§ Source text:
####################
Korea round-up: Janssen exits plant, Bayer transfers manufacturing

By Flora Southey

- Last updated on GMT

(Image: Getty/michaklootwijk)
(Image: Getty/michaklootwijk)

Related tags Johnson & johnson Bayer South korea

Janssen has confirmed plans to close a supply chain facility in HyangNam, while Bayer is transferring manufacturing operations from Ansung, South Korea, to Berlin, Germany.

Last week, South Korean news site The Korea Times reported​ that Janssen and Bayer’s decisions were prompted by “rising payroll costs and intensifying conflicts with unions”.

However, the firms told us their restructuring decisions relate to either operational or market assessments. 

Janssen Pharmaceutica, for example, told us it planned to scale down production at its supply chain facility, and exit the site before 2022, in response to an assessment of its global manufacturing network.

The Johnson & Johnson (J&J) subsidiary said it is committed to treating [its] employees with dignity and respect, and will provide them resources and support over the next three years.
####################
§ Description of the task:
Copy the part of the Korea round-up above that begins at the words "- Last updated" and stops after the words "or market assessments.".

§ Listed entries:
####################
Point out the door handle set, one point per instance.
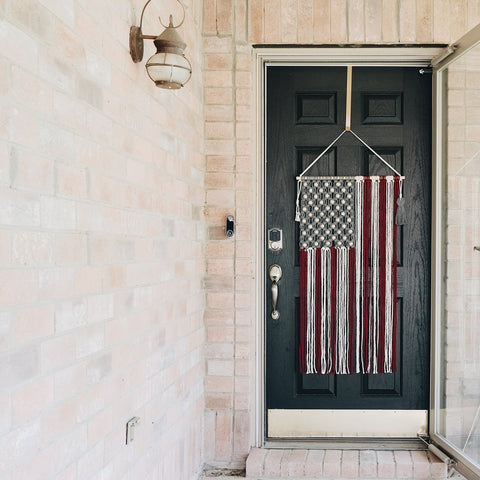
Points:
(275, 273)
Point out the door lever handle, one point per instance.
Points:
(275, 273)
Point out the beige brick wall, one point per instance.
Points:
(230, 28)
(101, 246)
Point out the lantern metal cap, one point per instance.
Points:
(170, 40)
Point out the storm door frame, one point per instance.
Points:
(470, 40)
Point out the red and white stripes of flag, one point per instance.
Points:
(348, 274)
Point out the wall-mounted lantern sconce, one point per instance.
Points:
(168, 68)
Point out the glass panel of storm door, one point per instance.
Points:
(458, 419)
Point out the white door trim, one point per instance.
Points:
(365, 56)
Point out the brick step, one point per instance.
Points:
(344, 464)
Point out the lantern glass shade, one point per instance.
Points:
(169, 70)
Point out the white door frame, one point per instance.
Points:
(340, 56)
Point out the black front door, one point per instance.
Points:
(391, 111)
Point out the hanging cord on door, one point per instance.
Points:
(400, 216)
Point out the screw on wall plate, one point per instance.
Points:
(131, 424)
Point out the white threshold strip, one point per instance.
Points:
(347, 423)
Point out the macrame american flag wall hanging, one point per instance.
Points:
(348, 281)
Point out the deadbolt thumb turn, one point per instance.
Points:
(275, 272)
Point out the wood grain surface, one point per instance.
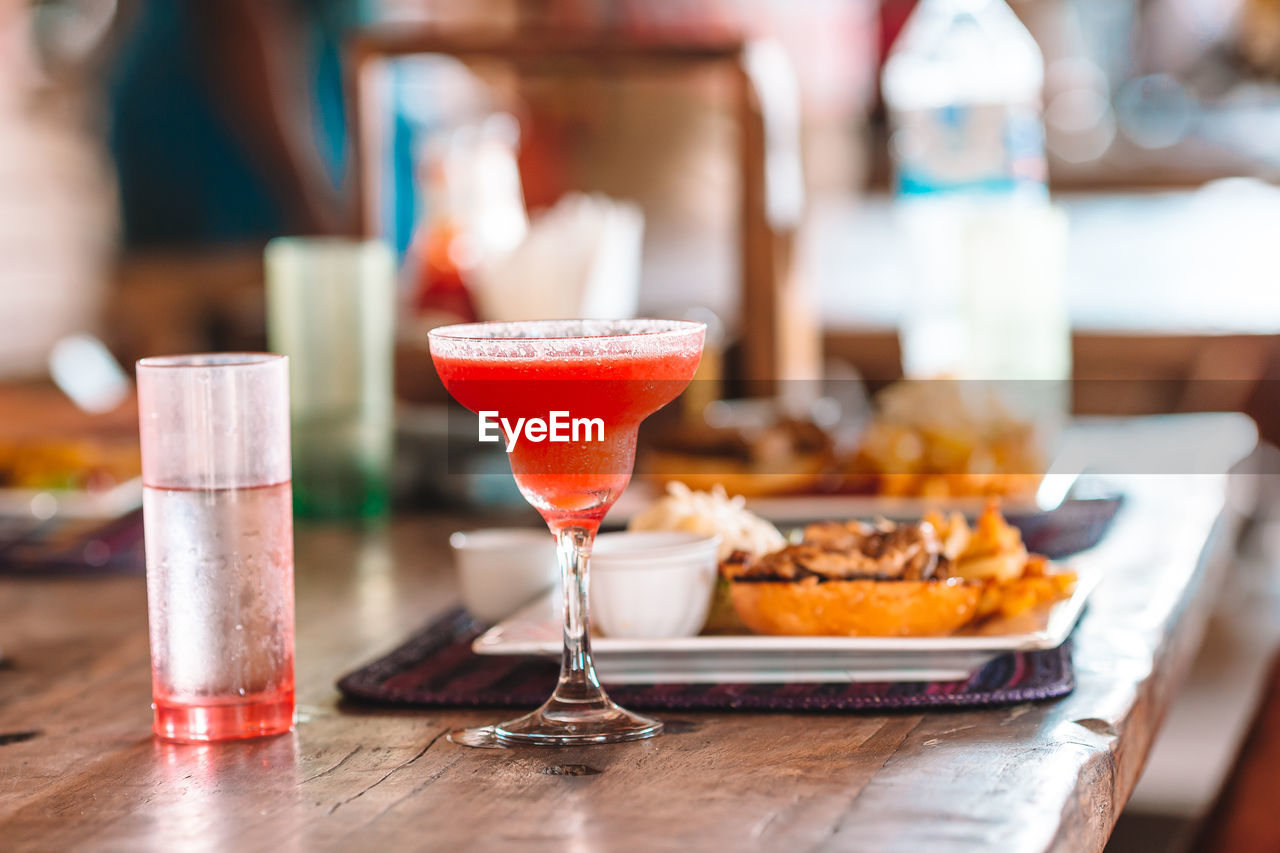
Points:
(80, 769)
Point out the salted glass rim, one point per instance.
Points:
(211, 360)
(658, 329)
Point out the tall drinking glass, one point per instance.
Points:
(330, 308)
(219, 543)
(579, 391)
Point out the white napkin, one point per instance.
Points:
(580, 259)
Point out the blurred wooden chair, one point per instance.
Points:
(777, 318)
(1246, 819)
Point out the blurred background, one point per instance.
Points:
(749, 163)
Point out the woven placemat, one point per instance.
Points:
(437, 667)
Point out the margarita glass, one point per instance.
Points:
(598, 379)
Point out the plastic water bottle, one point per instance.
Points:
(963, 85)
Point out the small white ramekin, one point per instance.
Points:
(502, 569)
(652, 584)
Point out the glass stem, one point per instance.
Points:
(577, 683)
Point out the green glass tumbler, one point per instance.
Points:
(330, 308)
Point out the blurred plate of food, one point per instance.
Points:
(841, 601)
(73, 478)
(927, 445)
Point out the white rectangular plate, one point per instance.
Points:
####################
§ Answer:
- Last updated on GMT

(Image: Getty/michaklootwijk)
(Image: Getty/michaklootwijk)

Related tags Johnson & johnson Bayer South korea

Janssen has confirmed plans to close a supply chain facility in HyangNam, while Bayer is transferring manufacturing operations from Ansung, South Korea, to Berlin, Germany.

Last week, South Korean news site The Korea Times reported​ that Janssen and Bayer’s decisions were prompted by “rising payroll costs and intensifying conflicts with unions”.

However, the firms told us their restructuring decisions relate to either operational or market assessments.